WORK INSTRUCTION
Write the next part of the article on the fit-note law, starting after its final paragraph.

DOCUMENT EXCERPT
————————
Law on Fit-Notes

Employers and employees need to know about the fit-note legislation that became law on 6th April 2010. Lawyer Steven Eckett explains.

The fit-note (Med3), right, replaces the sickness certificate which previously authorised the employee’s sickness absence for a specific period of time.

The main difference with the introduction of fit-notes is that doctors and medical practitioners have to tick one of two options relating to your health, either that they are:

  • ‘unfit for work’ or
  • ‘may be fit for work taking account of the following advice’.

The GP or medical practitioner will then make suggestions in relation to getting the employee back to work.

The main purpose of introducing the change by the previous Labour Government was to reduce the levels of sickness absence rates, to get employees back to work and to change the culture of long term sickness absence. Therefore instead of only clarifying that the employee is not fit to work for a defined period of time, the new regime actually encourages GP and medical practitioners to clarify if possible whether the employee can return to work following the introduction of any reasonable adjustments at work. Some examples of these might involve introducing alternative lighter duties, reducing hours of work and a phased return to work, or making adjustments to the employee’s work station or working environment.

Fit to return

For many employers, the main source of confusion is whether or not an employee can actually return to work before the end date stated on the fit-note. The answer is that the fit-note represents advice from a GP or medical practitioner and is not binding on the employer. On this basis if the employee agrees with the employer that it is appropriate to return to work and they can support them to do so, then there is no requirement to wait until the end of the period stated to return.

The main aim of the fit-note regime is to promote communication between employers and employees about health issues and to ensure that both sides can take more control over the way sickness absences can affect the organisation, especially where budgets are tight and employers are reluctant to take on temporary cover staff.

Employers may engage the services of occupational health practitioners who can play a crucial support role in bridging the knowledge gap between employers, their HR professionals and management, medical practitioners and the employee themselves relating to fit-notes and any proposed medical advice. They can also be extremely proactive in the communication process relating to whether the employee can return to work before the expiry date of the fit-note.

Although the new fit-note regime is currently in its infancy, it could - if used properly - radically change perceptions about work, ill-health and absence and how medical practitioners, managers and occupational health professionals work together. It could also eradicate the current mindset that employees are either well enough to work or simply unable to work as limited options and instead focus on what the employee actually can do with Occupational Health professionals taking a central role in these negotiations.
————————
(Plain-language descriptions of regions)
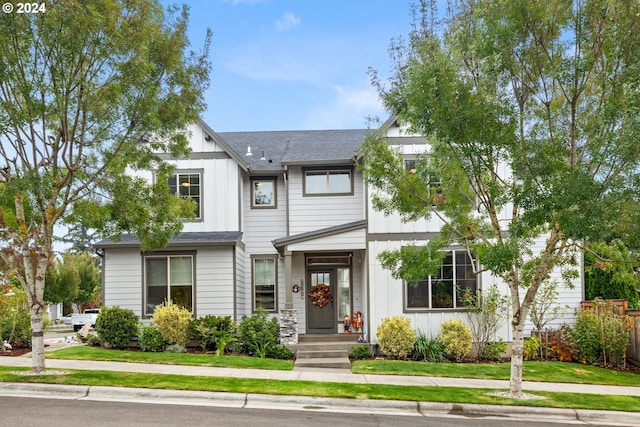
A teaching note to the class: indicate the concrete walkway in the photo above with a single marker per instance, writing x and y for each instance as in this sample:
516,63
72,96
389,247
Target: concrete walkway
321,375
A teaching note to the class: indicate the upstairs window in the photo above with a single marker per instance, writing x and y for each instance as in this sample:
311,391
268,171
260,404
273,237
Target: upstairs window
328,182
263,193
440,291
187,186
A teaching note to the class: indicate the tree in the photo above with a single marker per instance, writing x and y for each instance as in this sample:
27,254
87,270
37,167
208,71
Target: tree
531,112
90,89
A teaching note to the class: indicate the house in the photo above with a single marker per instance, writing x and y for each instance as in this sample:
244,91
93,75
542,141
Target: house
284,222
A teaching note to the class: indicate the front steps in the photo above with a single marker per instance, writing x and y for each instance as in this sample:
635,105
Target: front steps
324,351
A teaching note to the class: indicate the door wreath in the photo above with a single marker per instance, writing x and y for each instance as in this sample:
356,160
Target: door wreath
320,294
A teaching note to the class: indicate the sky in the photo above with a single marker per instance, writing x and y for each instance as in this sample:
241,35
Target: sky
295,64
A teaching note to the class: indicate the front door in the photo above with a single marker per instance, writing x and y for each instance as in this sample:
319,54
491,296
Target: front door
321,307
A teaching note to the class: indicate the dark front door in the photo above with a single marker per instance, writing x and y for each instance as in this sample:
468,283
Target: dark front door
321,308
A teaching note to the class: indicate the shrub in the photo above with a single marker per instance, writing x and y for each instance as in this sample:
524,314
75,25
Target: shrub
213,332
531,348
173,322
94,341
279,352
360,352
486,312
176,348
116,326
494,350
150,339
258,332
395,336
456,339
426,348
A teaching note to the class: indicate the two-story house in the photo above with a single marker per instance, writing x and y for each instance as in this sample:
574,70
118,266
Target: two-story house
284,221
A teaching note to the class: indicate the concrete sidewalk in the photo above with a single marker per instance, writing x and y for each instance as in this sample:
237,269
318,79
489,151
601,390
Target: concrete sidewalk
322,375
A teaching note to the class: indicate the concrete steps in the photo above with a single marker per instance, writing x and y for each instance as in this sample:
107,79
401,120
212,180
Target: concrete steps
324,351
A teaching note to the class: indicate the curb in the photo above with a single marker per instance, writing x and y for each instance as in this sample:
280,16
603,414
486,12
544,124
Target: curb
303,403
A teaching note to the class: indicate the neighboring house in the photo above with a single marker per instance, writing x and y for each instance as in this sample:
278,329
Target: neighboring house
279,213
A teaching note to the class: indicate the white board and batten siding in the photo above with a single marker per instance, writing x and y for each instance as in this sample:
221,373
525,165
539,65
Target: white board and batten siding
309,213
387,297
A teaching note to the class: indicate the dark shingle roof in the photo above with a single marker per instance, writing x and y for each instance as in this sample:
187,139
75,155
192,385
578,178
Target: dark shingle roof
184,239
295,147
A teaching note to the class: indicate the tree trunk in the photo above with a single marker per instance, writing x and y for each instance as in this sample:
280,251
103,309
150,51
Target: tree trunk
517,356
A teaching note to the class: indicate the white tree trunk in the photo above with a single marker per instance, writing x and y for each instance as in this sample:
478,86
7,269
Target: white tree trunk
517,352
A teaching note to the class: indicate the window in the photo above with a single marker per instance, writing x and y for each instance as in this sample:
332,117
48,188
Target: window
187,186
264,283
439,291
318,182
432,180
263,193
168,277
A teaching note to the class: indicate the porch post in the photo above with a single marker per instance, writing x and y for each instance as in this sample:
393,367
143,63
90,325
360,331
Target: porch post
288,304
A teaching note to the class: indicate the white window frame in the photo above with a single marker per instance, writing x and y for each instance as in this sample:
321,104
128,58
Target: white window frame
274,284
429,282
147,311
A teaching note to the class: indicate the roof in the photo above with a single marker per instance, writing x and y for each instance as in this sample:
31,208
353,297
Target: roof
216,238
305,147
323,232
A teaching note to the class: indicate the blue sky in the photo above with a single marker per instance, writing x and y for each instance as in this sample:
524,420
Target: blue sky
295,64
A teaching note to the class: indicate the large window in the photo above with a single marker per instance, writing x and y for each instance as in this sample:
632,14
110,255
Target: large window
264,283
187,186
440,291
168,277
319,182
263,193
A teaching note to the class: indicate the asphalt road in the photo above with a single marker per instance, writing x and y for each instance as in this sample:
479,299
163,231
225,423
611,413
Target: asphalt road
32,412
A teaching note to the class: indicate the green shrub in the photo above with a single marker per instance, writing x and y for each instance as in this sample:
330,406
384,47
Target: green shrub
429,349
456,339
213,332
494,351
531,348
279,352
116,326
15,324
173,322
94,341
395,336
360,352
176,348
150,339
258,333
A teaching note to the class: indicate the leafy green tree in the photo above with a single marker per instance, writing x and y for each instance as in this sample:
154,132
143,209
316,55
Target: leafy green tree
531,111
610,273
90,89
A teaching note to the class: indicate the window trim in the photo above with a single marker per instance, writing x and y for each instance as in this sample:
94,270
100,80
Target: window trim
328,171
274,181
273,257
428,308
199,172
167,255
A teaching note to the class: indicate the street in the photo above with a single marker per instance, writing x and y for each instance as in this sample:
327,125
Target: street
32,412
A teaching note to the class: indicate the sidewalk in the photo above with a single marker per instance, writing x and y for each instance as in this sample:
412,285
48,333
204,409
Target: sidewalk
323,375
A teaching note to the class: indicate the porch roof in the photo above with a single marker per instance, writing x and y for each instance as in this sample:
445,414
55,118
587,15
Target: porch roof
218,238
283,242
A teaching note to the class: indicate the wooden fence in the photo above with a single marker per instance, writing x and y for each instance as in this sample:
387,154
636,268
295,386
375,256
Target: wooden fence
620,307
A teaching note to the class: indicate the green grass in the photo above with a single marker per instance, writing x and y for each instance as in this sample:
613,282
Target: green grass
561,372
329,389
101,354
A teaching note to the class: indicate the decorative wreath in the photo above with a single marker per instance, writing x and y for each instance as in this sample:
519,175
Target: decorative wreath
320,295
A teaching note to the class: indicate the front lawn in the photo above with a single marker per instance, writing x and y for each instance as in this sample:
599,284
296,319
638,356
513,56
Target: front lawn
101,354
560,372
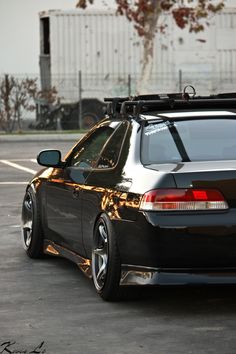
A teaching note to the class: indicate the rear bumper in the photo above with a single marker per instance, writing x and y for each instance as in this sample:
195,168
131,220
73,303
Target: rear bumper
137,275
200,241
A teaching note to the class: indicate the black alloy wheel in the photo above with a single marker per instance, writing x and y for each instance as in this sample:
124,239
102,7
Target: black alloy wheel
106,260
32,235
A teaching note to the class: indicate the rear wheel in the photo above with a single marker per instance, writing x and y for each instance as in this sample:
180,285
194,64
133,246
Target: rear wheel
106,260
32,235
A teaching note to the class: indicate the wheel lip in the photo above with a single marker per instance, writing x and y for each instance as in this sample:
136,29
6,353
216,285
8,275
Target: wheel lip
99,285
27,221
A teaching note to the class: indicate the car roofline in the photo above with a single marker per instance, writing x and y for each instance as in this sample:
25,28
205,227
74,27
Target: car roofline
139,106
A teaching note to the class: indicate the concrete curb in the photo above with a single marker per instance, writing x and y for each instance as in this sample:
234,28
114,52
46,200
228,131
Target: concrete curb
40,137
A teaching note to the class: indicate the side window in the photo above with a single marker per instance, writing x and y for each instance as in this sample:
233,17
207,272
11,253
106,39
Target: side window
111,152
86,155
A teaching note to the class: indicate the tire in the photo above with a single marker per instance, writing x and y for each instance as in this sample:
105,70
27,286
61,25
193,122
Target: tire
106,266
32,234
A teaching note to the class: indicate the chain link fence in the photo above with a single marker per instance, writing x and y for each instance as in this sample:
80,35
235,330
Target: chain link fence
81,95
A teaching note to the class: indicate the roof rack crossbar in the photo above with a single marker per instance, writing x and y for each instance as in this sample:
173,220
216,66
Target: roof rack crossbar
135,106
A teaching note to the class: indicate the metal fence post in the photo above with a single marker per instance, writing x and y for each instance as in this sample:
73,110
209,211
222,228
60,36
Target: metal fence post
180,80
80,112
129,85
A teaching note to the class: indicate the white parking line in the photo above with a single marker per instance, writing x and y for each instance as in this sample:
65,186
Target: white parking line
12,183
19,167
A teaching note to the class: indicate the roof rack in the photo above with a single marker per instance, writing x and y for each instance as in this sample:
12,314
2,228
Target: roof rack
132,107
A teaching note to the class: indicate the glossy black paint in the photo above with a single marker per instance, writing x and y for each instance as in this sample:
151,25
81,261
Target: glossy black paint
72,198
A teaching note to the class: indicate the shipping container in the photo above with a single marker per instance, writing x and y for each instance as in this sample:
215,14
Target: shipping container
92,54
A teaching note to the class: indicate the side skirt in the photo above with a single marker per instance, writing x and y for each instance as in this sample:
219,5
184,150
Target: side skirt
54,249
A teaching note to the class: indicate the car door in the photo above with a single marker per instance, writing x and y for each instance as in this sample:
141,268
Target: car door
65,189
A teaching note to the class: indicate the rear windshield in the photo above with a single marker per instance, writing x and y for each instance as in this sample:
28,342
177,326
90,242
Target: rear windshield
189,140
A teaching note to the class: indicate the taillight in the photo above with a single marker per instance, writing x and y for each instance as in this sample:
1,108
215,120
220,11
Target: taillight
183,199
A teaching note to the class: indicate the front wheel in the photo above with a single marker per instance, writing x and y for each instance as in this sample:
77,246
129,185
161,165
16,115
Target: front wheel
32,234
106,266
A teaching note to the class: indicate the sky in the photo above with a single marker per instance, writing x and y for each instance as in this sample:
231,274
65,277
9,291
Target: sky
19,32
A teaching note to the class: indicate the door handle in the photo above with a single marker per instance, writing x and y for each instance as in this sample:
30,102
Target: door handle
75,192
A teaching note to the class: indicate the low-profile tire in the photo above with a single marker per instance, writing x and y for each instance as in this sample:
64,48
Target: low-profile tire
106,265
32,233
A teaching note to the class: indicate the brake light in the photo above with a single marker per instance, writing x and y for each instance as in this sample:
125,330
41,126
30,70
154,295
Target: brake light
183,199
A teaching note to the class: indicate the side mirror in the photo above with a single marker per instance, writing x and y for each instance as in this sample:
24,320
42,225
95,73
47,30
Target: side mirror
50,158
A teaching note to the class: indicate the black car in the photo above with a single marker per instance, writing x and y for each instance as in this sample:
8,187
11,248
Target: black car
147,196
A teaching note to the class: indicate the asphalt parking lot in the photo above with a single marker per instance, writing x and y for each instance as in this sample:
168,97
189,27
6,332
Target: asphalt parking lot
48,306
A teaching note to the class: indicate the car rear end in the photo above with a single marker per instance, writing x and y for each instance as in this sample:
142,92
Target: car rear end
191,228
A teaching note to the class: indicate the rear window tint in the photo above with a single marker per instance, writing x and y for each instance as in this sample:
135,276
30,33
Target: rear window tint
189,140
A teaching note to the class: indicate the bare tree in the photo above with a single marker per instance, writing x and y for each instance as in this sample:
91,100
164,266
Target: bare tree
15,97
145,15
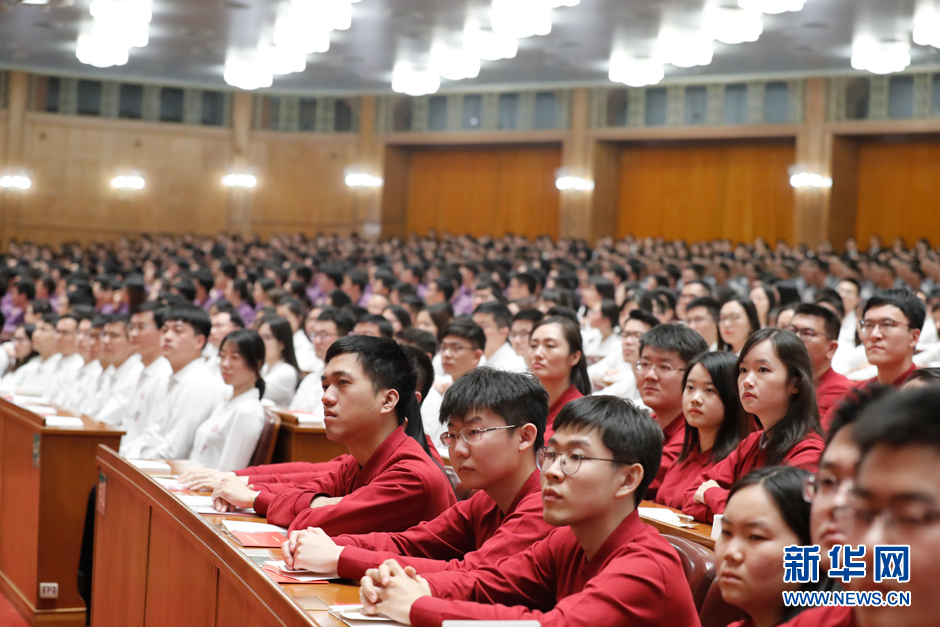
————————
EXPECTED ANSWER
On a slightly different note, employers and HR professionals are also warned that there are authentic looking replicas of fit-notes circulating for as little as £10 on the internet which are written on official doctors notepaper and stamped and that they can easily be scammed by these fake documents if they unfamiliar with their format.

Your obligations as an employee

The mechanics of signing off sick have not changed very much and fit-notes, like their predecessors can only be issued by a GP or medical advisor from the seventh day of continuous absence. Any absences of seven days or less are covered by the employee completing a self assessment form on their return to work.    

The onus is also on the employee to ensure that they regularly get their fit-notes updated on a regular basis if they remain unfit to attend work. If not, this could delay payments of any statutory or contractual sick pay from your employer.

It is also a good idea for employees to stay in touch with their employers and to keep them updated on their progress and any medical treatment and improvements to their health. If employers also follow good practice relating to the purpose of the introduction of the fit-note regime then dialogue should in any event take place with employees via their HR departments and occupational health professionals.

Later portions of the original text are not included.